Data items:
------------------------------
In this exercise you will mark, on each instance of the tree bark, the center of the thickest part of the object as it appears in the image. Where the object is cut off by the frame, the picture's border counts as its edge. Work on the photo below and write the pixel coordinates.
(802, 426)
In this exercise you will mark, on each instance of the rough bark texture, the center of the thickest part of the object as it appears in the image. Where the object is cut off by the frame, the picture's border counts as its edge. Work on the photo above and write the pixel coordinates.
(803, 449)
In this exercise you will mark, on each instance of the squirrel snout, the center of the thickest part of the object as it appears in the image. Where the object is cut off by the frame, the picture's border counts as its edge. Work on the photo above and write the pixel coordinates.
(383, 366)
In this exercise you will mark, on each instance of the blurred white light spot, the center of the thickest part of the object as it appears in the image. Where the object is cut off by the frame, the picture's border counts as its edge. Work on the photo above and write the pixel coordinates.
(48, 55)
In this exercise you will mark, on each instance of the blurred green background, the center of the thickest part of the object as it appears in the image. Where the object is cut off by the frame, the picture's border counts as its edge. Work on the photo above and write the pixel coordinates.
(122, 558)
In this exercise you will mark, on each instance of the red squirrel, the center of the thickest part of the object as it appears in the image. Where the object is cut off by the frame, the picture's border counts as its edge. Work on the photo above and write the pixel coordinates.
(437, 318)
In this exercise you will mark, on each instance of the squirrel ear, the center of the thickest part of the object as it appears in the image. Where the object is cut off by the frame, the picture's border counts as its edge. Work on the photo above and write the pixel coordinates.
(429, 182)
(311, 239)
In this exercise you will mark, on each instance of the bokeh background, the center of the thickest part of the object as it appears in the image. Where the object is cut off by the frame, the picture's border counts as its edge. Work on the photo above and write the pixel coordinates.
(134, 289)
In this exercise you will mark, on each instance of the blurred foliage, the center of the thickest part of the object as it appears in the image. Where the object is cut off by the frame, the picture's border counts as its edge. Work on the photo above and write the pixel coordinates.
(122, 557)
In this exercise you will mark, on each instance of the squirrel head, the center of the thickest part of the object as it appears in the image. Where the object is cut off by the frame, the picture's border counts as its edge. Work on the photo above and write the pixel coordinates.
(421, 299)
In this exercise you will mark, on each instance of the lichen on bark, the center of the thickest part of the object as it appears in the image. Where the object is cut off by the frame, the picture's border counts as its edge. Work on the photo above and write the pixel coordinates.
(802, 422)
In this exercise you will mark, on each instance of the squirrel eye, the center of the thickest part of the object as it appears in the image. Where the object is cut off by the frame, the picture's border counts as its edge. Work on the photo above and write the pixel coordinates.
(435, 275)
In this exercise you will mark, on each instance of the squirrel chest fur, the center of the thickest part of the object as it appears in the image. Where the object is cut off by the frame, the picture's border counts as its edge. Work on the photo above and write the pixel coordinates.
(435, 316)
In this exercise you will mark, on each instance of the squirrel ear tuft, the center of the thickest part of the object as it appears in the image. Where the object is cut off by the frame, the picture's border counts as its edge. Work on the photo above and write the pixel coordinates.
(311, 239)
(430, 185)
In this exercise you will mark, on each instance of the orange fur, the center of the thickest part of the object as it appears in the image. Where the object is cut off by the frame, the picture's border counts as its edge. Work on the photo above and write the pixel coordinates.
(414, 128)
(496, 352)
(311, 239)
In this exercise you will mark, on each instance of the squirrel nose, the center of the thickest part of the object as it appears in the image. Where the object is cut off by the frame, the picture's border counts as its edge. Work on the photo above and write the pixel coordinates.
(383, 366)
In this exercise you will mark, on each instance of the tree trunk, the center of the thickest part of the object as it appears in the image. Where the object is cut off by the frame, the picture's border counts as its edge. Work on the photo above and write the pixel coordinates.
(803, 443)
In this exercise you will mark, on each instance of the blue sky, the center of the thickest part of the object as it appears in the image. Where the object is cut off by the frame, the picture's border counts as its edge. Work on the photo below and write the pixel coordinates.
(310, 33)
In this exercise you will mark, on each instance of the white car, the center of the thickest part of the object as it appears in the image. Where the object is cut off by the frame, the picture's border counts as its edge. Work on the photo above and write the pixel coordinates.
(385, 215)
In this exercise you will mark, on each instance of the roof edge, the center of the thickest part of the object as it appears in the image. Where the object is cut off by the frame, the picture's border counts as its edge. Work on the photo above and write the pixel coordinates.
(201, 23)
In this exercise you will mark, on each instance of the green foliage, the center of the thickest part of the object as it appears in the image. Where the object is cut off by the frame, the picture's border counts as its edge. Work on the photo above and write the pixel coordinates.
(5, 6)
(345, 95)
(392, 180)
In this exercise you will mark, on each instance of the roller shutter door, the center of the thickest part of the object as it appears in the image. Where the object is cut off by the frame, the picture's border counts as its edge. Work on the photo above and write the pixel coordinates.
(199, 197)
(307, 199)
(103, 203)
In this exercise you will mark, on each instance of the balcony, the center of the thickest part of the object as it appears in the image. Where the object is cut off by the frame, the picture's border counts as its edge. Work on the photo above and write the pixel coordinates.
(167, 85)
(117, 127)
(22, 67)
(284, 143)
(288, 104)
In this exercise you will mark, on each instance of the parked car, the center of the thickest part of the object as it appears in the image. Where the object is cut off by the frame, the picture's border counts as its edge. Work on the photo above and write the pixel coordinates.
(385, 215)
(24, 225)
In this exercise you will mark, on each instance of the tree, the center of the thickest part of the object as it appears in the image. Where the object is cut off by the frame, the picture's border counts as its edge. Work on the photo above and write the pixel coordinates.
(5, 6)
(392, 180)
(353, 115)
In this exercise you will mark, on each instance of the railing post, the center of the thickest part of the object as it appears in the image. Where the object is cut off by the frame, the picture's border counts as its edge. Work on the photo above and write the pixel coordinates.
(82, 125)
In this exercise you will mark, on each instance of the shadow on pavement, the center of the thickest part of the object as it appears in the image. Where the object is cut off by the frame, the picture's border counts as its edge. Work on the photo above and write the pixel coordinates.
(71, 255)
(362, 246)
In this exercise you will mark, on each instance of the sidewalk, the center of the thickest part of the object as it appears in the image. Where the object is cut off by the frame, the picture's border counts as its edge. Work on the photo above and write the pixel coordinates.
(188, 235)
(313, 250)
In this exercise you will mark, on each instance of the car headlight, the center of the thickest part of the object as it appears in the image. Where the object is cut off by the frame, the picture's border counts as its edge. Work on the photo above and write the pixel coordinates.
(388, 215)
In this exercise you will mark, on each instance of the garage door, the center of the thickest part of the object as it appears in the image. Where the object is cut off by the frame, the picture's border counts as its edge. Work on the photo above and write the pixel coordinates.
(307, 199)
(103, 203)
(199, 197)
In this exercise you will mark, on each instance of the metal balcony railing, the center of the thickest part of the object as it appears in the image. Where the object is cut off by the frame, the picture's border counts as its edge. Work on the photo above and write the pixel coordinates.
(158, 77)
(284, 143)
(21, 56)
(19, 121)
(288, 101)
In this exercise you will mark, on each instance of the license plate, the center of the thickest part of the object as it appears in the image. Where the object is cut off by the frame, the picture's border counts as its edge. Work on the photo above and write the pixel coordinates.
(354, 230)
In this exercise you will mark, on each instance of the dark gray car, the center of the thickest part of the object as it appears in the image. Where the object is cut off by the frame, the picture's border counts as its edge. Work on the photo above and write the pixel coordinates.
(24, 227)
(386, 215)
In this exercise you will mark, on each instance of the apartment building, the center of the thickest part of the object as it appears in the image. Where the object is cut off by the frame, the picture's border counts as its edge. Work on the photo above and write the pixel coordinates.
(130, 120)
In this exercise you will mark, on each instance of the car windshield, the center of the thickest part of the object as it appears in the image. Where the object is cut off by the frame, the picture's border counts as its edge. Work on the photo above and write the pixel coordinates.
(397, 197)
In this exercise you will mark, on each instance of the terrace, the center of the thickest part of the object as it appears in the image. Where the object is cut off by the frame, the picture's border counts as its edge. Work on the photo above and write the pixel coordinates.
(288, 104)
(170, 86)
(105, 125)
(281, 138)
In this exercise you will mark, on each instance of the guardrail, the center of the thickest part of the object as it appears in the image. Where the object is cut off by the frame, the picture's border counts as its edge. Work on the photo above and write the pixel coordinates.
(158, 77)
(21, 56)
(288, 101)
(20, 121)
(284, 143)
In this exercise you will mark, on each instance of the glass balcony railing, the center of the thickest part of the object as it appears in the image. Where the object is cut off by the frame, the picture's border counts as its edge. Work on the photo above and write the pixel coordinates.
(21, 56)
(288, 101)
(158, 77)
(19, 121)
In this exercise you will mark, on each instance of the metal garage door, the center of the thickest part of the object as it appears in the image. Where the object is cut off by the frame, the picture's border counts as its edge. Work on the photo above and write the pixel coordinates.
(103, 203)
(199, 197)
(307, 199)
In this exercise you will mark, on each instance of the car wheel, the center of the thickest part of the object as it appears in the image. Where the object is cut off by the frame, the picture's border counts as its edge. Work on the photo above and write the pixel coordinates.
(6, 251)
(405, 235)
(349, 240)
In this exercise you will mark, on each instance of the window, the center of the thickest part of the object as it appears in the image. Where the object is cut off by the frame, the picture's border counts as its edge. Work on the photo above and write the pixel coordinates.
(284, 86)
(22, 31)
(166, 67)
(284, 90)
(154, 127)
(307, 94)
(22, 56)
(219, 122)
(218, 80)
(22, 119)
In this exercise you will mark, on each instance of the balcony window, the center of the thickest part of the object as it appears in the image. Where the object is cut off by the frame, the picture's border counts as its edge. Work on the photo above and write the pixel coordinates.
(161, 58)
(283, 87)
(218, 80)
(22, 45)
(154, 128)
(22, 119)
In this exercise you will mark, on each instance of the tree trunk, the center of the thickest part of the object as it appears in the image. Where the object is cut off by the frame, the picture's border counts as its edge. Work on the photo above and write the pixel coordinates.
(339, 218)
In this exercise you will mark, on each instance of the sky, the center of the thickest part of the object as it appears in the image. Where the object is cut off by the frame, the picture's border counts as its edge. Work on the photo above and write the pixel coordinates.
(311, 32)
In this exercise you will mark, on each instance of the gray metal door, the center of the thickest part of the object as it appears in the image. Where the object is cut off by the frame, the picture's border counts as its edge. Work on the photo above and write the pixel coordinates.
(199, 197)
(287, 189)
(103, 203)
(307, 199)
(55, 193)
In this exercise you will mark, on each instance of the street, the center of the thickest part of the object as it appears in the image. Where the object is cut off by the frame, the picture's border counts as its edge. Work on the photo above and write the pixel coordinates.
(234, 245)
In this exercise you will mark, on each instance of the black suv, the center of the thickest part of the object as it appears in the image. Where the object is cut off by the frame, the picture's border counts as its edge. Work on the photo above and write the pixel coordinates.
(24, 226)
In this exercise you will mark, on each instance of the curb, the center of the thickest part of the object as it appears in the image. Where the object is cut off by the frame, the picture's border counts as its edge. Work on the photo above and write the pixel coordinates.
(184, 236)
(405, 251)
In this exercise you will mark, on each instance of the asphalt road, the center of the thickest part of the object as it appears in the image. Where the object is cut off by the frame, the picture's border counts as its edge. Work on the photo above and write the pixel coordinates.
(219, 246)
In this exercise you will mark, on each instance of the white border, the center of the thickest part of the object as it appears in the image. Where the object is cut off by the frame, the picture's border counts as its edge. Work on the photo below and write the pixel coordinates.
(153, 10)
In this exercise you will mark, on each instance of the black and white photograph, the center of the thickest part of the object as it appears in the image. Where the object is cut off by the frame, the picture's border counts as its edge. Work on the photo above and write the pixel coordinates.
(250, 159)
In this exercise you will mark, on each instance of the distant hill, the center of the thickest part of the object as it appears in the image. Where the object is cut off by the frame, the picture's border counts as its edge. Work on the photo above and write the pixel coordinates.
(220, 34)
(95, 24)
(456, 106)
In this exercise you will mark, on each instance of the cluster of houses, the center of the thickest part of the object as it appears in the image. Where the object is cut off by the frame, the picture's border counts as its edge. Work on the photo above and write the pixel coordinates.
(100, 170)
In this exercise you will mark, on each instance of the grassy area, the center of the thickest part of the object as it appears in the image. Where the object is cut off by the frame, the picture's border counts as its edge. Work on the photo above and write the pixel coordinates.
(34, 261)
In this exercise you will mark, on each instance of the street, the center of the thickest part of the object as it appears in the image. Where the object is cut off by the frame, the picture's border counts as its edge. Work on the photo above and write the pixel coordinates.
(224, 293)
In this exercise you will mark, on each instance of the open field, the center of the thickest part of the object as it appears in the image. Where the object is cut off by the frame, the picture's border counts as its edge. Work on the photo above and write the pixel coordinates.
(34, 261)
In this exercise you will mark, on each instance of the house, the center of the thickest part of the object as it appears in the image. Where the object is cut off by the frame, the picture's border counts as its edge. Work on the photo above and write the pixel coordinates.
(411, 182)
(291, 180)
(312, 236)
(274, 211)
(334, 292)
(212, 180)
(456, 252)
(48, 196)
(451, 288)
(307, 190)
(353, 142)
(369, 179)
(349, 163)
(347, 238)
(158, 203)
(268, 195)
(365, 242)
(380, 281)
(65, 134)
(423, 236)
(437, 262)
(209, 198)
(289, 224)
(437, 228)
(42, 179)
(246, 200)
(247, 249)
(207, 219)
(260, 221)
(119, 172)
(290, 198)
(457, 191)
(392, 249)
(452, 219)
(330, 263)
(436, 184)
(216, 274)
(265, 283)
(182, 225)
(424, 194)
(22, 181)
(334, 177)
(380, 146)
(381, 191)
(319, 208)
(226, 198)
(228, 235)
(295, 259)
------------------------------
Your goal:
Reproduce the lines of the entries above exactly, but only from the line containing "of the distant" through the final line.

Exercise result:
In this exercise you will mark, on each instance of the distant hill, the center of the thickest part of the object as it appears in the image. Where the object is cut off by the frame, the picture's border counts as its edge. Work on the photo above and write the pixel coordinates.
(220, 34)
(95, 24)
(456, 106)
In this exercise you will mark, on each instance of the cluster of houses, the center of the thickest part of the object as it appears in the image. Where the object is cut off by the frame, the picture's border counts as its edge. Work on the photo above and write the pixel coordinates.
(100, 170)
In this exercise you will mark, on each instance of the grassy area, the center of the thickest part of the object as it appears in the image. Where the object is cut off by the frame, the picture's border counts as its edge. Work on the photo above and write the pixel coordinates.
(34, 261)
In this exercise you will mark, on each instance of the street, the center of the thickest part of the object as it appears in the image. Where the object is cut off by the frame, the picture's border counts as its edge. Work on the photo above and write the pixel coordinates.
(224, 293)
In this exercise you will mark, on each instance of the open field, the center of the thickest part of the object as it appears in the image. Where the object is cut off by the frame, the picture's border counts as its edge. Work on the photo above and write the pixel coordinates.
(34, 261)
In this exercise you will mark, on each instance of the house, the center of the thickest part of the object as it appears in the image. Where the object is cut off by the frame, the picture's border counts as its edge. Work on the photo above and write the pixel coordinates.
(411, 182)
(291, 180)
(312, 236)
(274, 211)
(334, 292)
(212, 180)
(456, 252)
(48, 196)
(451, 288)
(307, 190)
(353, 142)
(369, 179)
(349, 163)
(347, 238)
(158, 203)
(268, 195)
(365, 242)
(380, 281)
(65, 134)
(423, 236)
(437, 262)
(209, 198)
(289, 224)
(437, 228)
(42, 179)
(246, 200)
(247, 249)
(207, 219)
(260, 221)
(119, 172)
(290, 198)
(457, 191)
(392, 249)
(452, 219)
(330, 263)
(436, 184)
(216, 274)
(265, 283)
(182, 225)
(424, 194)
(22, 181)
(334, 177)
(380, 146)
(381, 191)
(319, 208)
(226, 198)
(228, 235)
(295, 259)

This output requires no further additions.